- **Enunciado**
Resume em duas frases o parágrafo da notícia abaixo que começa por «Poucos são os motoristas», sem perder os factos principais.

- **Excerto do documento**
Sociedade | 08-01-2023 21:00

Trabalha como taxista para combater a tristeza e a solidão

Trabalha como taxista para combater a tristeza e a solidão
É a transportar pessoas que António Andrade se sente feliz

Depois de uma vida a transportar personalidades com altos cargos na Universidade Clássica de Lisboa, António Andrade reformou-se e decidiu ser taxista na Póvoa de Santa Iria para afugentar a solidão e continuar a ter uma vida activa. É ao volante que se sente feliz e assim quer continuar.

Poucos são os motoristas que se podem gabar de transportar diariamente reitores e figuras públicas de renome durante mais de 30 anos mas António Andrade, da praça de táxis da Póvoa de Santa Iria, pode fazê-lo. Foi motorista privado na Universidade Clássica de Lisboa e tornou-se taxista na cidade ribatejana depois de se reformar, para se manter longe da solidão e poder continuar a conduzir para todo o lado, algo que o faz feliz.

- **Segmento de dados**
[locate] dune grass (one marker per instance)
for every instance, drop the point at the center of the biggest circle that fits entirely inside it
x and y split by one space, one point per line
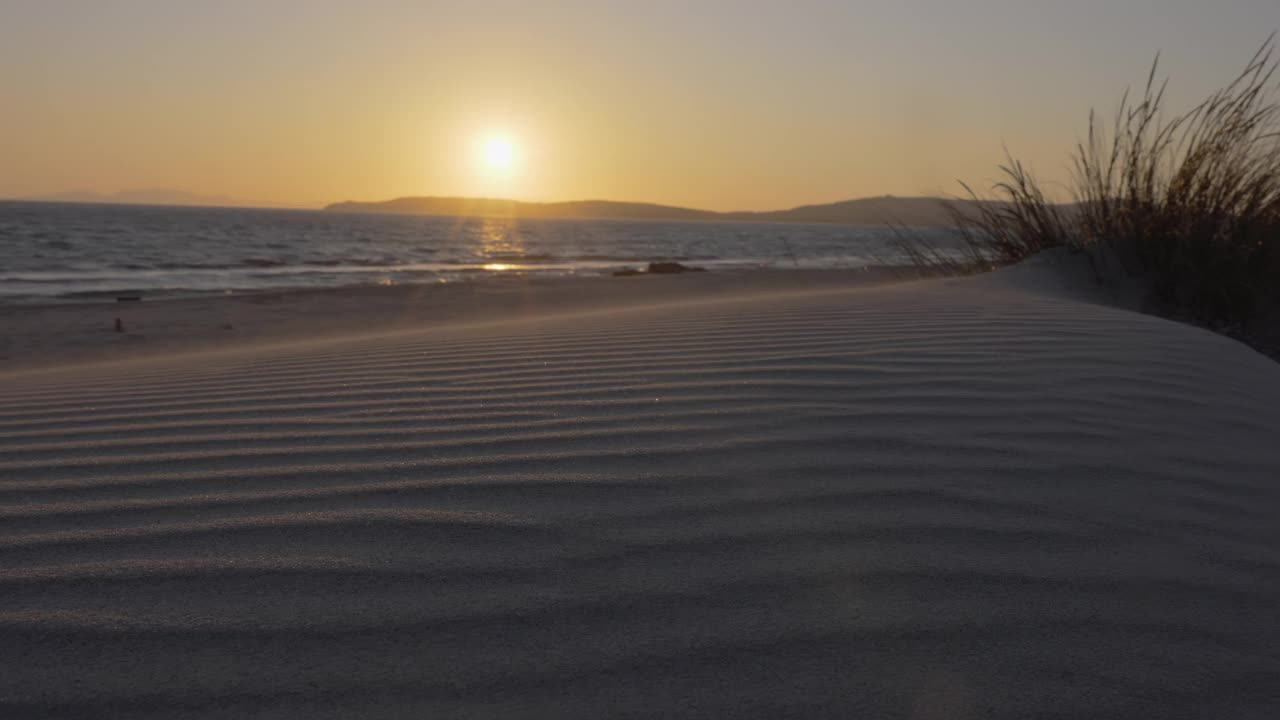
1187 203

- **Resposta**
António Andrade, da praça de táxis da Póvoa de Santa Iria, foi durante mais de 30 anos motorista privado na Universidade Clássica de Lisboa, onde transportava diariamente reitores e figuras públicas de renome. Depois de se reformar, tornou-se taxista nessa cidade ribatejana para se manter longe da solidão e continuar a conduzir, algo que o faz feliz.